== RECORDS FOR THIS TASK ==
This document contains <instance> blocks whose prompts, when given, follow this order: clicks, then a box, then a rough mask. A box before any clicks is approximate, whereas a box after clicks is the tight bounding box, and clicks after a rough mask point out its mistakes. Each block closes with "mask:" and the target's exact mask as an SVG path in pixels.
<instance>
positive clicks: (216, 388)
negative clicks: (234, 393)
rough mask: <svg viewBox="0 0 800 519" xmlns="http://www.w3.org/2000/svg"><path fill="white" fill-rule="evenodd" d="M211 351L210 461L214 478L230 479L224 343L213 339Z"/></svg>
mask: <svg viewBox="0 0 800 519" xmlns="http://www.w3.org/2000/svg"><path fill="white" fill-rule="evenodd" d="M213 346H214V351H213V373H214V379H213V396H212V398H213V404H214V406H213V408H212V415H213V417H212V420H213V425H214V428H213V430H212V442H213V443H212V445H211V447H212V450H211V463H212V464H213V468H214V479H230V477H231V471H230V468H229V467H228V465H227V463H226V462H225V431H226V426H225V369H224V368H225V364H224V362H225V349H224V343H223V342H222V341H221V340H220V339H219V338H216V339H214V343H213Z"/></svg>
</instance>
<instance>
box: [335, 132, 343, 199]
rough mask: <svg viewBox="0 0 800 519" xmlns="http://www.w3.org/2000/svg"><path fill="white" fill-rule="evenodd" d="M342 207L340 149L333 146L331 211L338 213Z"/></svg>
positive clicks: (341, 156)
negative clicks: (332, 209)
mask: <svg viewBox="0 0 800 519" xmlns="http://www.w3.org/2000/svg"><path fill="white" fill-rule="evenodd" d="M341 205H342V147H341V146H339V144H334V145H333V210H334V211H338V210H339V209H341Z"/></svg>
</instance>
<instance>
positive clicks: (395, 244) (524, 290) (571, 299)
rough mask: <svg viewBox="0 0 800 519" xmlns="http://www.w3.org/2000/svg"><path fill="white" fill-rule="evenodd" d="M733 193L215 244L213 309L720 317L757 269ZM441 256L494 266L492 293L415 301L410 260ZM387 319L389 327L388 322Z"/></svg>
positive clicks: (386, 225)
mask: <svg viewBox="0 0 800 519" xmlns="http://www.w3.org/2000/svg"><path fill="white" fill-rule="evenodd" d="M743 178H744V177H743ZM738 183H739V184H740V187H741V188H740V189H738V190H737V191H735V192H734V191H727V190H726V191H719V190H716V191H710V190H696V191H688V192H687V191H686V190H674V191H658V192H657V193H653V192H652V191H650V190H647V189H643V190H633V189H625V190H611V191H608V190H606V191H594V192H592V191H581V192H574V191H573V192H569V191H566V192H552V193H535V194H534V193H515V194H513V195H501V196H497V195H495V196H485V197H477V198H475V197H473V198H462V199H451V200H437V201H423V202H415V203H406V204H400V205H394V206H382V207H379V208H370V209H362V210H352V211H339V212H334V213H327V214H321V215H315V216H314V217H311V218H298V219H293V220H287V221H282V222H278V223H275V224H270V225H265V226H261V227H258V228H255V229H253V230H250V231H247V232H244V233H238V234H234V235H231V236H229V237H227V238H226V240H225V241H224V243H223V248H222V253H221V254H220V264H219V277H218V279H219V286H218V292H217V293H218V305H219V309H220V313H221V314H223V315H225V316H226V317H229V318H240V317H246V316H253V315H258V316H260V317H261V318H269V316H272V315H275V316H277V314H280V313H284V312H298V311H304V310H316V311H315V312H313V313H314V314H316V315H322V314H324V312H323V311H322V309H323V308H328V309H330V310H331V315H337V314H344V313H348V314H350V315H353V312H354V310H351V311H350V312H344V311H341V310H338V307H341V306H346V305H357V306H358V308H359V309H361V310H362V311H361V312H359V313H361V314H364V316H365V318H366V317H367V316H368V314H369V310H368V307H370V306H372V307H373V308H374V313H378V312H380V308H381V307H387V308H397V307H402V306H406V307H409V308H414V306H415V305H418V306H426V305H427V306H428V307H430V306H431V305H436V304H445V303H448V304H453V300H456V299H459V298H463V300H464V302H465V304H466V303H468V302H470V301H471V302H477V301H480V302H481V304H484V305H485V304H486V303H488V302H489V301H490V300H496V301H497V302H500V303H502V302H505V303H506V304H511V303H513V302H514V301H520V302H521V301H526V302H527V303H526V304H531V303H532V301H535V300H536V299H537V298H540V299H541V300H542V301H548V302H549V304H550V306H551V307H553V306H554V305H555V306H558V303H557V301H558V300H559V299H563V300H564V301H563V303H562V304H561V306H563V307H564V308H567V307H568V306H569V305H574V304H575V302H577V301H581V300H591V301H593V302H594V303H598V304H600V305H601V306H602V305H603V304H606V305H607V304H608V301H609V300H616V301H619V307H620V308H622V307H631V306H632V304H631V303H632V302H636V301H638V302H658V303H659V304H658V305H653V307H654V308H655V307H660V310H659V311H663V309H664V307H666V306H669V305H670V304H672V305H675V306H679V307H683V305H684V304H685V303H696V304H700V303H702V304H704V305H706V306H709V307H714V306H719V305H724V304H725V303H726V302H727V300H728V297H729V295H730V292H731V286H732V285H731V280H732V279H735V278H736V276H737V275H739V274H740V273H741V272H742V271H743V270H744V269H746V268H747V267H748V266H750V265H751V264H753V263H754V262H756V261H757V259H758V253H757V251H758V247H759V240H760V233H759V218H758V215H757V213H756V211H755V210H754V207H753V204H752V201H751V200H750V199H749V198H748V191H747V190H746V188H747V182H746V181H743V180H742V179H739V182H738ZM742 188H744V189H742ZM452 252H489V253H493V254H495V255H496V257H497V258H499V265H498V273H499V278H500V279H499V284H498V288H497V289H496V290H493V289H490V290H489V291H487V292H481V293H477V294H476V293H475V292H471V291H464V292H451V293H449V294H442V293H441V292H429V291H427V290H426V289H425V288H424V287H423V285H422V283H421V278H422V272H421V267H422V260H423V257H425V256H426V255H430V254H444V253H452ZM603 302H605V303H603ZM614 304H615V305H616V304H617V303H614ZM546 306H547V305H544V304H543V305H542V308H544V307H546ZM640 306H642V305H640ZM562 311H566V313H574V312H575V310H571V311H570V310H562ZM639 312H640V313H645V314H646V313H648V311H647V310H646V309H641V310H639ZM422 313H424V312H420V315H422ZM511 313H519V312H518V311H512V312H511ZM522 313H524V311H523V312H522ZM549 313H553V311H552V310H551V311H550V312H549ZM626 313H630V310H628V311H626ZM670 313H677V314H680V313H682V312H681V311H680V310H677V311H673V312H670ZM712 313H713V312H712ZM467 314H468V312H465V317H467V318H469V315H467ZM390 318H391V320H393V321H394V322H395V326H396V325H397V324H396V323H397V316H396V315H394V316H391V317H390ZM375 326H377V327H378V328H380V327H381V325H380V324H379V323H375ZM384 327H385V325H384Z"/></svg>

== TASK DIRECTIONS ==
Return all of the records above verbatim, line for line, with nothing added, dropped, or altered.

== ANSWER TO THE PROBLEM ==
This document contains <instance> blocks whose prompts, when given, follow this order: clicks, then a box, then a rough mask. A box before any clicks is approximate, whereas a box after clicks is the tight bounding box, and clicks after a rough mask point out its mistakes. Each block closes with "mask:" and the target's exact mask as an SVG path in pixels.
<instance>
positive clicks: (216, 388)
negative clicks: (234, 393)
rough mask: <svg viewBox="0 0 800 519" xmlns="http://www.w3.org/2000/svg"><path fill="white" fill-rule="evenodd" d="M211 351L210 461L214 478L230 479L224 343L213 339Z"/></svg>
mask: <svg viewBox="0 0 800 519" xmlns="http://www.w3.org/2000/svg"><path fill="white" fill-rule="evenodd" d="M213 346H214V351H213V373H214V379H213V396H212V398H213V404H214V406H213V408H212V415H213V417H212V420H213V425H214V428H213V430H212V442H213V443H212V445H211V447H212V450H211V463H212V464H213V468H214V479H230V477H231V471H230V468H229V467H228V465H227V463H226V462H225V431H226V426H225V369H224V368H225V364H224V362H225V349H224V343H223V342H222V341H221V340H220V339H219V338H216V339H214V343H213Z"/></svg>
</instance>
<instance>
box: [335, 132, 343, 199]
rough mask: <svg viewBox="0 0 800 519" xmlns="http://www.w3.org/2000/svg"><path fill="white" fill-rule="evenodd" d="M342 207L340 149L333 146L331 211L338 213Z"/></svg>
positive clicks: (341, 156)
negative clicks: (332, 209)
mask: <svg viewBox="0 0 800 519" xmlns="http://www.w3.org/2000/svg"><path fill="white" fill-rule="evenodd" d="M341 205H342V147H341V146H339V144H334V145H333V210H334V211H338V210H339V209H341Z"/></svg>
</instance>
<instance>
positive clicks: (395, 244) (524, 290) (571, 299)
rough mask: <svg viewBox="0 0 800 519" xmlns="http://www.w3.org/2000/svg"><path fill="white" fill-rule="evenodd" d="M733 193L215 244L213 309L720 317L757 269ZM441 256L494 266L492 293L415 301L410 260ZM387 319L389 327L388 322Z"/></svg>
positive clicks: (386, 225)
mask: <svg viewBox="0 0 800 519" xmlns="http://www.w3.org/2000/svg"><path fill="white" fill-rule="evenodd" d="M743 178H744V177H743ZM738 183H739V184H740V187H741V188H740V189H738V190H737V191H735V192H734V191H727V190H726V191H719V190H716V191H710V190H696V191H688V192H687V191H686V190H674V191H658V192H657V193H653V192H652V191H650V190H647V189H643V190H633V189H625V190H611V191H608V190H606V191H594V192H592V191H581V192H574V191H573V192H569V191H566V192H552V193H535V194H534V193H515V194H513V195H501V196H497V195H495V196H485V197H477V198H475V197H473V198H462V199H451V200H437V201H423V202H415V203H406V204H400V205H394V206H382V207H379V208H370V209H362V210H352V211H339V212H334V213H327V214H321V215H315V216H314V217H311V218H298V219H293V220H287V221H282V222H278V223H275V224H270V225H265V226H261V227H258V228H255V229H253V230H250V231H247V232H244V233H238V234H234V235H231V236H229V237H227V238H226V240H225V241H224V243H223V248H222V253H221V254H220V264H219V277H218V279H219V286H218V292H217V293H218V305H219V309H220V313H221V314H223V315H225V316H226V317H229V318H240V317H246V316H253V315H258V316H260V317H261V318H269V316H272V315H275V316H277V314H280V313H284V312H298V311H304V310H316V311H315V312H313V313H314V314H316V315H322V314H324V312H323V311H322V309H323V308H328V309H330V310H331V315H337V314H344V313H348V314H350V315H353V312H354V310H351V311H350V312H344V311H341V310H338V307H341V306H346V305H357V306H358V308H359V309H361V310H362V311H361V312H359V313H361V314H364V316H365V318H366V317H367V316H368V314H369V310H368V307H370V306H372V307H373V308H374V313H378V312H380V308H381V307H387V308H397V307H402V306H406V307H409V308H414V306H415V305H418V306H426V305H427V306H428V307H430V306H431V305H436V304H445V303H448V304H453V300H456V299H459V298H463V300H464V302H465V304H466V303H468V302H470V301H471V302H477V301H480V302H481V304H484V305H485V304H486V303H488V302H489V301H490V300H496V301H497V302H500V303H502V302H505V303H506V304H511V303H513V302H514V301H520V302H521V301H526V302H527V303H526V304H531V303H532V301H535V300H536V299H537V298H540V299H541V300H542V301H548V302H549V304H550V306H551V307H553V306H554V305H555V306H558V303H557V301H558V300H559V299H563V300H564V301H563V303H562V304H561V306H563V307H564V308H567V307H568V306H569V305H574V304H575V302H577V301H581V300H591V301H593V302H594V303H598V304H600V305H601V306H602V305H603V304H606V305H607V304H608V301H609V300H616V301H619V307H620V308H622V307H631V306H632V304H631V303H632V302H636V301H638V302H658V303H659V304H658V305H653V307H654V308H655V307H660V310H659V311H663V309H664V307H666V306H669V305H670V304H672V305H675V306H679V307H683V305H684V304H685V303H696V304H700V303H702V304H704V305H706V306H709V307H714V306H719V305H724V304H725V303H726V302H727V300H728V297H729V295H730V292H731V286H732V285H731V280H732V279H735V278H736V276H737V275H739V274H740V273H741V272H742V271H743V270H744V269H746V268H747V267H748V266H750V265H751V264H753V263H754V262H756V261H757V259H758V253H757V251H758V247H759V240H760V233H759V218H758V215H757V213H756V211H755V210H754V207H753V204H752V201H751V200H750V199H749V198H748V191H747V190H746V188H747V182H746V181H743V180H742V179H739V182H738ZM742 188H744V189H742ZM452 252H489V253H493V254H495V255H496V257H497V258H499V265H498V273H499V278H500V279H499V284H498V288H497V289H496V290H493V289H490V290H489V291H487V292H481V293H477V294H476V293H475V292H471V291H464V292H451V293H449V294H442V293H441V292H429V291H427V290H426V289H425V288H424V287H423V285H422V283H421V278H422V272H421V267H422V260H423V257H425V256H426V255H430V254H444V253H452ZM603 302H605V303H603ZM614 304H615V305H616V304H617V303H614ZM546 306H547V305H544V304H543V305H542V308H544V307H546ZM640 306H642V305H640ZM562 311H566V313H574V312H575V310H571V311H570V310H562ZM639 312H640V313H645V314H646V313H648V311H647V310H646V309H641V310H639ZM422 313H424V312H420V315H422ZM511 313H519V312H518V311H512V312H511ZM522 313H524V311H523V312H522ZM549 313H553V311H552V310H551V311H550V312H549ZM626 313H630V310H628V311H626ZM670 313H677V314H680V313H682V312H681V311H680V310H677V311H673V312H670ZM712 313H713V312H712ZM467 314H468V312H465V317H467V318H469V315H467ZM390 318H391V320H393V321H394V322H395V326H396V325H397V324H396V323H397V316H396V315H394V316H391V317H390ZM375 326H377V327H378V328H380V327H381V325H380V324H379V323H375ZM384 327H385V325H384Z"/></svg>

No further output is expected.